DATA ENTRIES:
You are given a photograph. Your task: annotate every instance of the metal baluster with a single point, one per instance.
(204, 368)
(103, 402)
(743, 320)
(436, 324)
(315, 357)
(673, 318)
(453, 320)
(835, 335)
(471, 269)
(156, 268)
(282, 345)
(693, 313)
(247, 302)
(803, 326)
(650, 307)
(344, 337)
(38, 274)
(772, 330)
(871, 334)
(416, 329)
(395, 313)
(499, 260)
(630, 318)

WRITTEN TASK:
Please print all of the lines above again, word for word and without any changes.

WRITTEN ANSWER:
You are given a photograph. Your task: annotate every instance of the metal baluster with a single point, one per instance.
(204, 368)
(103, 402)
(743, 320)
(436, 324)
(315, 357)
(673, 318)
(453, 320)
(835, 335)
(471, 269)
(156, 268)
(282, 345)
(693, 313)
(247, 302)
(803, 326)
(650, 307)
(344, 337)
(38, 274)
(772, 330)
(871, 334)
(416, 329)
(395, 313)
(499, 260)
(630, 318)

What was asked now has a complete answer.